Directions for this task:
Retype the tail of the data exactly, starting at the line containing "Question. Provide a point on each instance of the chimney" and stopping at the last line.

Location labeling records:
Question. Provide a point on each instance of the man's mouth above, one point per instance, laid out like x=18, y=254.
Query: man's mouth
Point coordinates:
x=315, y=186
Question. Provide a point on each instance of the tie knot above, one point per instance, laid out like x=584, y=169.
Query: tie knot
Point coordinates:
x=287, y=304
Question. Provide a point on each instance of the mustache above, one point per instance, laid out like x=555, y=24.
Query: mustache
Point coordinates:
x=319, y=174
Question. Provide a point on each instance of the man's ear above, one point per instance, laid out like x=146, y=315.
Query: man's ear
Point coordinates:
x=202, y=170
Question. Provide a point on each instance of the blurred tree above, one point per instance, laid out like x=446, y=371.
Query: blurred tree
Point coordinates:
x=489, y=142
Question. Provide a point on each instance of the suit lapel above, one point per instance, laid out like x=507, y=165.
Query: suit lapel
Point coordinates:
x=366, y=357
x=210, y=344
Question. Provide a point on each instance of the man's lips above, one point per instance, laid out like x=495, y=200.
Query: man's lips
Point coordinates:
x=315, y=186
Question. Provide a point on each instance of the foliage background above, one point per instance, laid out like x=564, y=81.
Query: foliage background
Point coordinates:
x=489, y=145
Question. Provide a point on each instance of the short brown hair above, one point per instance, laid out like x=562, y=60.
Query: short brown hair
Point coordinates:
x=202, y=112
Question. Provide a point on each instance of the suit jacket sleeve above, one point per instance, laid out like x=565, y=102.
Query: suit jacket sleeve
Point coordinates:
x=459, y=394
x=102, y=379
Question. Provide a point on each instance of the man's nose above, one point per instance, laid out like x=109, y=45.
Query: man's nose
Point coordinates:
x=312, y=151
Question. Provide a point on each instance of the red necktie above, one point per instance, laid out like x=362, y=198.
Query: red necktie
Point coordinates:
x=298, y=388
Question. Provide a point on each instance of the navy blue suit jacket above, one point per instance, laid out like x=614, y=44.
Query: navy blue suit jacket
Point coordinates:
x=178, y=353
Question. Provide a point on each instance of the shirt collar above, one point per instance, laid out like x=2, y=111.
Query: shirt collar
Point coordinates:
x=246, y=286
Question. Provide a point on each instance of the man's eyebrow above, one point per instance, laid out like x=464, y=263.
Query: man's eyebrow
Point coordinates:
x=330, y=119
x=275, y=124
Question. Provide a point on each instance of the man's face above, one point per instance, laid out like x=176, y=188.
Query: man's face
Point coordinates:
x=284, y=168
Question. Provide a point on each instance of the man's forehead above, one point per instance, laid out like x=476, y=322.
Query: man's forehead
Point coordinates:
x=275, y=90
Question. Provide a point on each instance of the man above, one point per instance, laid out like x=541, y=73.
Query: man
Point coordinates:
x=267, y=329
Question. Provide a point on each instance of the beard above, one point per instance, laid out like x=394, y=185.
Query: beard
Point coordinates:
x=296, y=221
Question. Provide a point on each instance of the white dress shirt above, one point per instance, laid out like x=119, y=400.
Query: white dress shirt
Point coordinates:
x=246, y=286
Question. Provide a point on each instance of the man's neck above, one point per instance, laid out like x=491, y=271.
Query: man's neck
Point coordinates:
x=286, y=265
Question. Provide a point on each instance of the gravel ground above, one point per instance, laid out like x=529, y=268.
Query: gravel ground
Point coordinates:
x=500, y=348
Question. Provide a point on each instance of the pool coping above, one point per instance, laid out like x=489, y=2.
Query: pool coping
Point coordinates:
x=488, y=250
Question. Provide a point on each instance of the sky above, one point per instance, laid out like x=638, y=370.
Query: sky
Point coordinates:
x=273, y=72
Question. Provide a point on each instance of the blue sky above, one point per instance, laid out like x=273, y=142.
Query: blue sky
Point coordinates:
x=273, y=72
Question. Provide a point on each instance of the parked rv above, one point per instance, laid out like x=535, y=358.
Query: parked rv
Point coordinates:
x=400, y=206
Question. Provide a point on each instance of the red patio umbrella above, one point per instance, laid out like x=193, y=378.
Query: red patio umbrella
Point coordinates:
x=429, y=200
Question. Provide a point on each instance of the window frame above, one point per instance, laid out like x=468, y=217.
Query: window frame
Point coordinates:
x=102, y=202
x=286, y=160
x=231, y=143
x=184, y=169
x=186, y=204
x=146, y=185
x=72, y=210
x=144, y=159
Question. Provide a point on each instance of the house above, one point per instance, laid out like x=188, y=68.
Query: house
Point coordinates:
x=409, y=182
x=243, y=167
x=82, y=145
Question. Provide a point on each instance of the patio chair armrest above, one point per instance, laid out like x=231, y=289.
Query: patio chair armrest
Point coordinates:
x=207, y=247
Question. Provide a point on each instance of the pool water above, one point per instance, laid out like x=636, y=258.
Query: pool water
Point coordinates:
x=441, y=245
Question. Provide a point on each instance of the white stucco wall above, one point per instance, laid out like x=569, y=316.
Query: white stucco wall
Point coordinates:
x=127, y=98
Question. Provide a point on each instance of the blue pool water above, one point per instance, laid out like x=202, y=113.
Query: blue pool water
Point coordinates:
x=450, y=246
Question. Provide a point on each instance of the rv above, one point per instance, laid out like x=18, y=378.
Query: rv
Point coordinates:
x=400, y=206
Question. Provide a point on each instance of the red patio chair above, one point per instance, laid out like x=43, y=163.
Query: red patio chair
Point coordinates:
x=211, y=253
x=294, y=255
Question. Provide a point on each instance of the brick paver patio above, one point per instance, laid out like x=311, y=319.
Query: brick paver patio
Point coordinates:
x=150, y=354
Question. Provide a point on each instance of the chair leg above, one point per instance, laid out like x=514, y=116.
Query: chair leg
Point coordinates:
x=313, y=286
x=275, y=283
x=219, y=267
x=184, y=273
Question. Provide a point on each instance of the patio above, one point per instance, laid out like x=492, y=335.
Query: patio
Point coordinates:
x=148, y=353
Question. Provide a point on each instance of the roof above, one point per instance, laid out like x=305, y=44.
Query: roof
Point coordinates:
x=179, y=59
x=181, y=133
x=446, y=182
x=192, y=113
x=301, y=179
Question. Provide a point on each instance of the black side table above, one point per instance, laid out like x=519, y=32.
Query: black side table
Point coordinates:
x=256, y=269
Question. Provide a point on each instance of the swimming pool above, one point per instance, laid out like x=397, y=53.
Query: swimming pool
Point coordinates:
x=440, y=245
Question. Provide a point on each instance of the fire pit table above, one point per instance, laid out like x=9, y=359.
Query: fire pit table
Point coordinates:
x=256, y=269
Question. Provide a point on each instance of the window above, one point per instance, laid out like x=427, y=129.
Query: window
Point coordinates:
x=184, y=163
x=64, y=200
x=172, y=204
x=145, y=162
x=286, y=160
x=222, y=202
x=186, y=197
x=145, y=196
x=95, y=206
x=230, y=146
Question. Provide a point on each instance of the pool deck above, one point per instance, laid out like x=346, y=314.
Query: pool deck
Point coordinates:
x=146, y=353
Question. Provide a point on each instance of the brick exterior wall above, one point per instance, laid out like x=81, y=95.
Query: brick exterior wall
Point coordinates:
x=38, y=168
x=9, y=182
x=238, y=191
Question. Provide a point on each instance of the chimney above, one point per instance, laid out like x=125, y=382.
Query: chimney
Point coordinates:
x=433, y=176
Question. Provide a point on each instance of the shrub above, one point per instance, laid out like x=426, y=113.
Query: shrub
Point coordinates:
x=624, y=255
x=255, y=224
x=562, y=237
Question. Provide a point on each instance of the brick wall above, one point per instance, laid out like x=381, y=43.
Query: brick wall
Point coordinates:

Final answer:
Question. Provide a point on each instance of the chimney above, one point per instance, laid out like x=125, y=382.
Query: chimney
Point coordinates:
x=433, y=176
Question. Provide a point on each instance of the shrub above, one point per instance, laid out like x=426, y=113.
Query: shrub
Point coordinates:
x=624, y=255
x=255, y=224
x=562, y=237
Question. Provide a point on each instance of the brick wall above, one point per instance, laid out like x=381, y=43.
Query: brick wall
Point coordinates:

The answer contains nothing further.